*** Passage shown

Archive for January, 2011

Hearsay Ends a Political Career

January 29, 2011

Last time, after describing hearsay evidence, I told you that today’s post would tell the story of how inadmissible hearsay evidence convicted a United States Senator and ended his career.

The Senator was Ted Stevens of Alaska. The six-term Republican senator was a Washington D.C. powerhouse when he was indicted in 2008 for failing to report gifts as required by federal law. Stevens accepted more than $250,000 of work on his Alaska home from a friend and did not pay for the work. Even though the friend, Bill Allen, had received millions of dollars of federal government work while Stevens was chairman of the Senate Appropriations Committee, Stevens was not accused of accepting the work as a bribe. He was charged merely with failing to report the work on his Alaskan house as a gift, a less serious crime, but a crime nonetheless.

The case turned on a single piece of evidence, a note that Senator Stevens had written his friend Bill Allen. The note read,

Dear Bill,

Thanks for all the work on the chalet. You owe me a bill – remember Torricelli, my friend. Friendship is one thing – compliance with these ethics rules entirely different. I asked Bob P to talk to you about this so don’t get P.O.’ed at him – it just has to be done right.

(Torricelli was the N.J. Senator forced from office for accepting gifts. “Bob P” was a mutual friend of Stevens and Allen whose full name is Bob Persons.)

Stevens' Alaskan Home (Photo Donated to Public Domain by "Kandorwriter")

Stevens’ lawyer – more about him later – wanted that letter in evidence because it tends to prove that Stevens did not intend to commit the crime, he just forgot that Allen never sent him a bill. (I know. It seems hard to forget that you’ve had a quarter of a million dollars of work done on your house and that you haven’t paid for it, but we’re not United States Senators.) So Stevens’ lawyer starts out wanting to get that letter into evidence. (For those of you who are thinking: “Wait a minute. Isn’t that letter itself hearsay? Kudos. But that is not the piece of evidence we’re concerned with right now. The letter was admitted into evidence by the Government, so Stevens’ lawyer was spared the necessity of arguing to the contrary.)

And now we come to the interesting part. Another piece of hearsay and one that could destroy the usefulness of the letter Stevens wrote requesting a bill for the work. The Government called Bill Allen to testify. Remember that Stevens’ letter said that Bill Persons was going to talk to Allen about the bill. Here is the testimony from Allen in response to questions asked him by the Government’s lawyer:

Q: Did you send Senator Stevens a bill or an invoice after you received the note from him?

A: No.

Q: Mr. Allen, do you remember having a conversation with Mr. Persons after you got the note from Senator Stevens?

A: Yes.

Q: What did Mr. Persons tell you?

******

> [Requirement A]: Switch "Ted Stevens" to "Theodore Stevens" in the hearsay post, then write out the passage starting with "Hearsay Ends a" and going on through "a crime nonetheless.".
> [Requirement B]: List every question the Government's lawyer puts to Allen in the testimony quoted in the hearsay post.
Work from the text above and nothing else.

*** Recorded data

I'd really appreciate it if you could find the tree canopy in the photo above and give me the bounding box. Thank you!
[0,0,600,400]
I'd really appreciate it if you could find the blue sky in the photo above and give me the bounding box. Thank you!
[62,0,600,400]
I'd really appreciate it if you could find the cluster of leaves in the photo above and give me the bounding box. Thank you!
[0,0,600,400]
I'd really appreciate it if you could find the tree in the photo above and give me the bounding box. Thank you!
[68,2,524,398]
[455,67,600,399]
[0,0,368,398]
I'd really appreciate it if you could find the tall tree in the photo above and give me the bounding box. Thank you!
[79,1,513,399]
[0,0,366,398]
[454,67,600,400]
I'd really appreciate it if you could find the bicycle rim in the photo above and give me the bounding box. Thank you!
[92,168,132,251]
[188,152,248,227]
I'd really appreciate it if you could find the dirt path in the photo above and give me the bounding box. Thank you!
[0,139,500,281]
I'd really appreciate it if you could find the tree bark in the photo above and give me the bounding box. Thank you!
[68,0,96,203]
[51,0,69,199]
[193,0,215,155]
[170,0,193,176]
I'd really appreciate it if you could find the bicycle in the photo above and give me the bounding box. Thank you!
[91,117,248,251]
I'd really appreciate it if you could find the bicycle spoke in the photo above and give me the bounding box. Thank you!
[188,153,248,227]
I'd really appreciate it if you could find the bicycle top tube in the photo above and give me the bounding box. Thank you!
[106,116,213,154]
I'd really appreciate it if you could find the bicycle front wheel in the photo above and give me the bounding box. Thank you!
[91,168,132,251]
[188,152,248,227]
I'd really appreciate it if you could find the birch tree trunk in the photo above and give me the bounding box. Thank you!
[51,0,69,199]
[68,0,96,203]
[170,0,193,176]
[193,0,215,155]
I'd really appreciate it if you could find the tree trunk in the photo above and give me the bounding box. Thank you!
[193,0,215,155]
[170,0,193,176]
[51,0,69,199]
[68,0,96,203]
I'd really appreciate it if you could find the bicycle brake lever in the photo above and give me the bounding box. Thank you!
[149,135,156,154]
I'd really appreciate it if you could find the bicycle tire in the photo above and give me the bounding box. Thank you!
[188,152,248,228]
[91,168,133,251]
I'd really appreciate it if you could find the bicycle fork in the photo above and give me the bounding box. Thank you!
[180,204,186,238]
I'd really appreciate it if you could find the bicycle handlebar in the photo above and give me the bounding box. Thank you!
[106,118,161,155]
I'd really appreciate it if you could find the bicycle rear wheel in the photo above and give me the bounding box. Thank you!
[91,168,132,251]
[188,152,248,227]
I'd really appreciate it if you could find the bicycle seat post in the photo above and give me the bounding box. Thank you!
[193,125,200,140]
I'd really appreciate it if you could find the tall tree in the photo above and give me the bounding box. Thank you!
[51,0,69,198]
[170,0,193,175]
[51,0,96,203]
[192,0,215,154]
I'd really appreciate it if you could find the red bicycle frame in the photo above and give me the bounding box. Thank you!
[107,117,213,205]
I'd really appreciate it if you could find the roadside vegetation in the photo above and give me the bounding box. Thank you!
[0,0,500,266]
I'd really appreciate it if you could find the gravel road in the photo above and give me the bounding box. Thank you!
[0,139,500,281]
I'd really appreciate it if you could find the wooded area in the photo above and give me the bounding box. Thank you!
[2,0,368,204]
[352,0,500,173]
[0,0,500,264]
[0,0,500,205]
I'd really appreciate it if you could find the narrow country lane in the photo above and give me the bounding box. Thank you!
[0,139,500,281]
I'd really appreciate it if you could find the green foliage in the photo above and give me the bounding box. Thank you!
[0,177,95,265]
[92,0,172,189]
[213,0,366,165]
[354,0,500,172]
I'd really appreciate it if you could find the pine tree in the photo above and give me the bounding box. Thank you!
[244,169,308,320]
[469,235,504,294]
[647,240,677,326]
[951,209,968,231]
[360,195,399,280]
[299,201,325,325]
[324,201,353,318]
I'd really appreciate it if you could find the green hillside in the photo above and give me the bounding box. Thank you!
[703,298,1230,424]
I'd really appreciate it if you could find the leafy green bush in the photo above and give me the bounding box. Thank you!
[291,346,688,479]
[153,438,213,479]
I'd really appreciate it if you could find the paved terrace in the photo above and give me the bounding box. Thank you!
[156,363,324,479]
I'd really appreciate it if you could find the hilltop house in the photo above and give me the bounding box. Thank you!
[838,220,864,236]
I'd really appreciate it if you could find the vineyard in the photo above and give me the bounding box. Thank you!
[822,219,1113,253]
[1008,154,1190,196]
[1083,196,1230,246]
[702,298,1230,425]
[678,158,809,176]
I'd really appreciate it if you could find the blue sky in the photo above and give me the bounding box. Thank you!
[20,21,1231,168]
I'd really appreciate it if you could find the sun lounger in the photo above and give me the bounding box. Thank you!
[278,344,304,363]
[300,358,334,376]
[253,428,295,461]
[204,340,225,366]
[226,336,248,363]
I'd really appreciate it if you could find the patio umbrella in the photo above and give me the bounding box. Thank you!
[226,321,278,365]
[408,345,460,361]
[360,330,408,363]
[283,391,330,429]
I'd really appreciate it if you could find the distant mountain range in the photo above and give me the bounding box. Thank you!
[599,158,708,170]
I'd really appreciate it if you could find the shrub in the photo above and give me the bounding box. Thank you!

******

> [Task result A]:
Hearsay Ends a Political Career

January 29, 2011

Last time, after describing hearsay evidence, I told you that today’s post would tell the story of how inadmissible hearsay evidence convicted a United States Senator and ended his career.

The Senator was Theodore Stevens of Alaska. The six-term Republican senator was a Washington D.C. powerhouse when he was indicted in 2008 for failing to report gifts as required by federal law. Stevens accepted more than $250,000 of work on his Alaska home from a friend and did not pay for the work. Even though the friend, Bill Allen, had received millions of dollars of federal government work while Stevens was chairman of the Senate Appropriations Committee, Stevens was not accused of accepting the work as a bribe. He was charged merely with failing to report the work on his Alaskan house as a gift, a less serious crime, but a crime nonetheless.

> [Task result B]:
- Did you send Senator Stevens a bill or an invoice after you received the note from him?
- Mr. Allen, do you remember having a conversation with Mr. Persons after you got the note from Senator Stevens?
- What did Mr. Persons tell you?